§ **Passage provided**
"""

Wednesday, 31 October 2012

MEL BOCHNER : IF THE COULOUR CHANGES

A young mans wanders to all sorts of exhibitions and travels to the places where art is all that’s talked about. On a visit to Whitechapel Gallery for Mel Bochenr's exhibition 'If Colour Changes'.| By Teucer


Bochner! The father of conceptual art?  We wondered as we walked in the Whitechapel Gallery where we could distinguish through the doors of Gallery 1 Mel Bochner’s dominating painting Blah, Blah, Blah made just a year ago.  how The artist used oil on velvet for this centrepiece to the exhibition, which predisposed us for the excitement and the conceptual intricacies involved. In this artistic encounter with the US artist’s work we immediately understand the pivotal importance language and colour has. Bohner uses various rationalising systems as that of measurements, numbers and definitions, to express his understandings and findings of his studies of our illogical and transitional human being.

Mel Bochner
Master of the Universe, 2010
Oil and acrylic on canvas (2 panels)
Overall: 254 x 190.5 cm
Collection Anita & Burton Reiner, Washington DC
© Mel Bochner


Bochner’s work is strongly rooted to the artistic turbulence of the 60’s where modern art deprived paintings their presupposed supremacy and where language becomes constituent to it. In his own words:

‘What I wanted to understand was the nature of the conventions. Conventions give us boundaries of experience. If you examine the conventions you may find where the holes are, where a leakage exists between ‘is’ and ‘is not’.’ [1]

Mel Bochner
Blah, Blah, Blah, 2011
Oil on velvet (10 panels)

"""

§ **Objectives**
a: In the review of the Mel Bochner exhibition, which rationalizing systems does Bochner use, according to the writer?
b: Resume the review of the Mel Bochner exhibition, starting after its last line.
The data after this point comes from a separate source and is not part of the exhibition review.

§ **Information supplied**

"""

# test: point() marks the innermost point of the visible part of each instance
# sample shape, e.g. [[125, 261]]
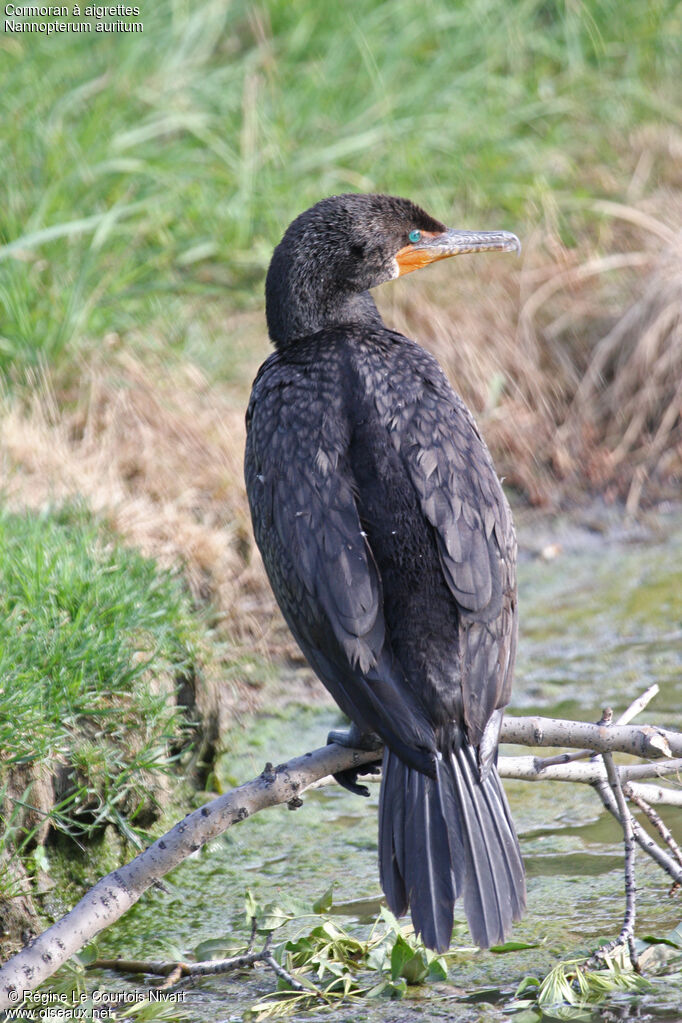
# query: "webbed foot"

"""

§ **Answers for this exercise**
a: Measurements, numbers, definitions

b:
Overall: 284.5 x 533.4 cm
Courtesy Two Palms, New York
© Mel Bochner
While walking up the stairs to Gallery 9 we came across numerous 48-inch lines, in the art work 48” Descending a Staircase (2012). We were perplexed by this almost Dadaist  approach to systems of belief where Bochner here as well as in various other works plays with the enigma of humanly defined information which though factual are of no real aid in understanding the world.

We were truly amazed by the magnitute of Bochner’s work which so beautifully addresses modern social issues where the ‘abuses of power begin with the abuse of language.’[2]. In a series of paintings Bochner writes on colour oozing canvases which were our personal favourite. In Amazing! (2011) one reads a series of words all acting as a thesaurus page of the title - awesome, groovy and gnarly -amongst others.

Mel Bochner
No Thought Exists Without A Sustaining Support, 1970
Acrylic and chalk on wall
182.9 x 121.9 cm
San Francisco Museum of Modern Art, bequest of J.D.
Zellerbach, by exchange, 2009.84
© Mel Bochner

We found ever so stunning the sensory experience as well as the concepts, which Bochner draws upon through this selection of his works, dating nearly 50 years back. The exhibition both evokes thinking and mesmerises the viewer through Bochner’s abstractions where the means through which those are expressed act as their tangible vessel but also affect out perception of them. We surely felt privileged to catch this sought after exhibition before it tours around Europe.

Until the 30th of December 

This article was commissioned by Art Wednesday. 


[1] Mel Bochner in conversation with James Meyer, How Can You Defend Making Paintings Now? (1993)
[2] Mel Bochner, Lecture at NYU Institute of Fine Arts (2006)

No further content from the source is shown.